■ **Action item**:
When the data below is printed, every line must match exactly and the images must be absent.

[Given data]

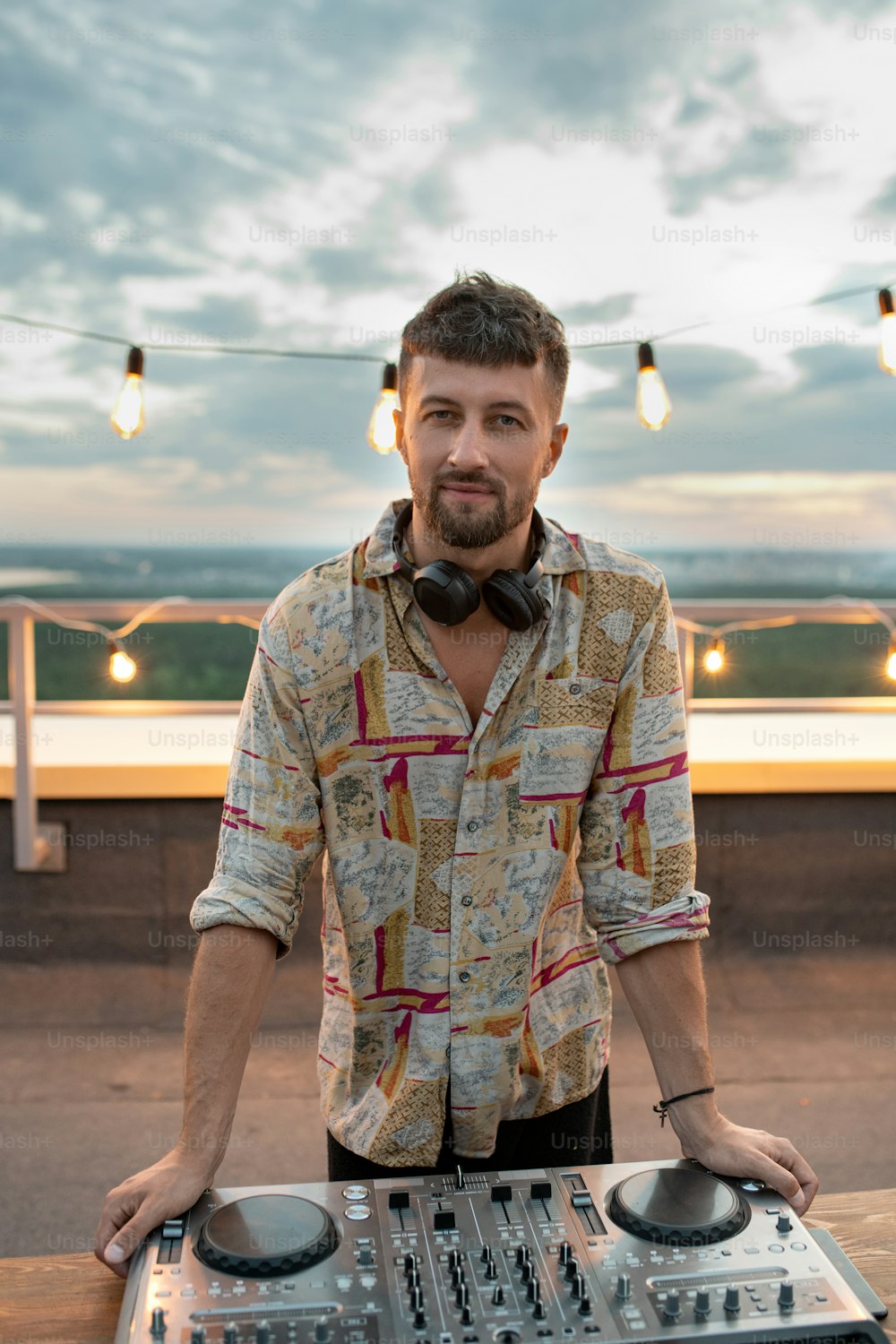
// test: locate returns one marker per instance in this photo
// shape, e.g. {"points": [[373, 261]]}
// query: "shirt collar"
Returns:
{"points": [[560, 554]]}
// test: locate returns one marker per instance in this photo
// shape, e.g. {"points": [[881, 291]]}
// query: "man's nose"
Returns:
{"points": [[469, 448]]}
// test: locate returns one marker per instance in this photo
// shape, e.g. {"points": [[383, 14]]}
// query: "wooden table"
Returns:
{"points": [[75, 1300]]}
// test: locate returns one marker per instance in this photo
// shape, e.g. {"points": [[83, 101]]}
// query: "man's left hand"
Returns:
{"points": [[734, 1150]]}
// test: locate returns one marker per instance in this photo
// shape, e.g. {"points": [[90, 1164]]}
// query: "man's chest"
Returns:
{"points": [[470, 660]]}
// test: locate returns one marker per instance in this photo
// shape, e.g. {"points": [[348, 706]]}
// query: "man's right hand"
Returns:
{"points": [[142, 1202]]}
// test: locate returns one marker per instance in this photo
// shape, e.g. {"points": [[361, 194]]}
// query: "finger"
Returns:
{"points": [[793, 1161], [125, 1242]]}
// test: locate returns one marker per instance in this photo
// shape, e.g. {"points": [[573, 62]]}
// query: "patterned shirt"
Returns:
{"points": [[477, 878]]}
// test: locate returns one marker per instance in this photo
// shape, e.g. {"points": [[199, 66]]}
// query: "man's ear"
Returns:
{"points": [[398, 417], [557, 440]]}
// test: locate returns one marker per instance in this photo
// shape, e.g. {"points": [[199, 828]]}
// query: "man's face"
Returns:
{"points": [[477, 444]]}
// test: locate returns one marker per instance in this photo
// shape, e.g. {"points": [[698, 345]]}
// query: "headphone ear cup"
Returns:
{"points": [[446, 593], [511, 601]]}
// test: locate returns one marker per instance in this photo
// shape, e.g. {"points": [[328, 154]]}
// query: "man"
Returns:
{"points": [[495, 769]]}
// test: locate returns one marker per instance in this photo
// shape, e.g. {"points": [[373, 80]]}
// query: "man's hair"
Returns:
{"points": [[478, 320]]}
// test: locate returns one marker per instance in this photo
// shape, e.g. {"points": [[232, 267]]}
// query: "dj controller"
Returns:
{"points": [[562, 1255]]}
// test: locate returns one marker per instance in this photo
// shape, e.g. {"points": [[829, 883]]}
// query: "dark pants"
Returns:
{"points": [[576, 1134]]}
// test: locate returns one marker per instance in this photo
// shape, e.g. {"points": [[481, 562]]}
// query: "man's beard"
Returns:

[/Given data]

■ **Exercise result**:
// test: locate returns one marker per instance in this photo
// shape, e.g. {"points": [[373, 261]]}
// query: "shirt collar"
Returns:
{"points": [[560, 554]]}
// test: locate returns one marker per instance in this photo
// shape, e.g. {"points": [[881, 291]]}
// query: "man's nose"
Returns:
{"points": [[469, 448]]}
// test: locate returns one marker per instance in this photo
// shape, e.g. {"points": [[383, 14]]}
// query: "wooden table"
Returns:
{"points": [[75, 1300]]}
// test: locate returns one marker per instance in this photo
// shape, e.g. {"points": [[83, 101]]}
// query: "man's left hand"
Returns:
{"points": [[734, 1150]]}
// test: locate returns one marker per instance in this photo
// shape, e.g. {"points": [[90, 1164]]}
// query: "man's chest"
Returns:
{"points": [[470, 660]]}
// test: locate returns one marker per instance in this photo
// shape, e.g. {"points": [[348, 706]]}
// query: "man's right hand"
Returns:
{"points": [[142, 1202]]}
// test: locate returns one marker per instance in this photo
// shape, e.g. {"points": [[361, 194]]}
// query: "finger"
Returns:
{"points": [[793, 1161], [125, 1242]]}
// test: locate returns one marker per instance in this photo
// shape, e.g. {"points": [[573, 62]]}
// query: "patterned shirt"
Returns:
{"points": [[477, 878]]}
// test: locate returns one marker per instance in this photo
// shape, e.g. {"points": [[199, 66]]}
// query: "man's ear"
Returns:
{"points": [[398, 417], [557, 440]]}
// test: locate returns one marker per instance in this photo
// shape, e.g. {"points": [[199, 828]]}
// query: "man's face"
Returns:
{"points": [[477, 444]]}
// test: locate returns one marker per instance in this photo
// shape, e.g. {"points": [[698, 345]]}
// query: "headphone ear cup"
Returns:
{"points": [[446, 593], [511, 601]]}
// test: locate returns one marker per instance in this photo
// shape, e.g. {"points": [[328, 154]]}
// query: "man"
Returns:
{"points": [[495, 769]]}
// test: locate returns one marker per instance in this photo
// shape, e.g. {"points": [[373, 80]]}
// query: "man's hair"
Returns:
{"points": [[478, 320]]}
// test: locate returns one marker per instance in this photo
// shape, e.g. {"points": [[232, 267]]}
// query: "dj controller"
Returns:
{"points": [[562, 1255]]}
// test: locate returns one marker per instance in this photo
// shape, e.g. {"points": [[829, 883]]}
// query: "dark pants"
Returns:
{"points": [[576, 1134]]}
// test: locate returns one marker per instance in this photo
// shape, e.g. {"points": [[481, 562]]}
// query: "man's beard"
Returns:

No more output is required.